(Goal): Render every line of the records below as a numbered list, omitting blank lines.
○ ○ ○
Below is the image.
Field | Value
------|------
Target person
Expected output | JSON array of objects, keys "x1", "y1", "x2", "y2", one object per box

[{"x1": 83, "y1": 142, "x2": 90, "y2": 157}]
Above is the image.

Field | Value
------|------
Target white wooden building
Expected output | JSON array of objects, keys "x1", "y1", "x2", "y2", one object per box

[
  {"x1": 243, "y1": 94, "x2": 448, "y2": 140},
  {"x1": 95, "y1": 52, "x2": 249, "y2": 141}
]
○ ○ ○
(Exercise answer):
1. Below is the image.
2. Field | Value
3. ------|------
4. Target person
5. Expected output | JSON array of objects, keys "x1", "y1", "x2", "y2", one object per box
6. [{"x1": 83, "y1": 142, "x2": 90, "y2": 157}]
7. Above is the image.
8. Field | Value
9. ------|------
10. Target white wooden building
11. Expected output | JSON array of objects, keys "x1", "y1", "x2", "y2", one object per box
12. [
13.   {"x1": 243, "y1": 94, "x2": 448, "y2": 140},
14.   {"x1": 95, "y1": 52, "x2": 249, "y2": 141}
15. ]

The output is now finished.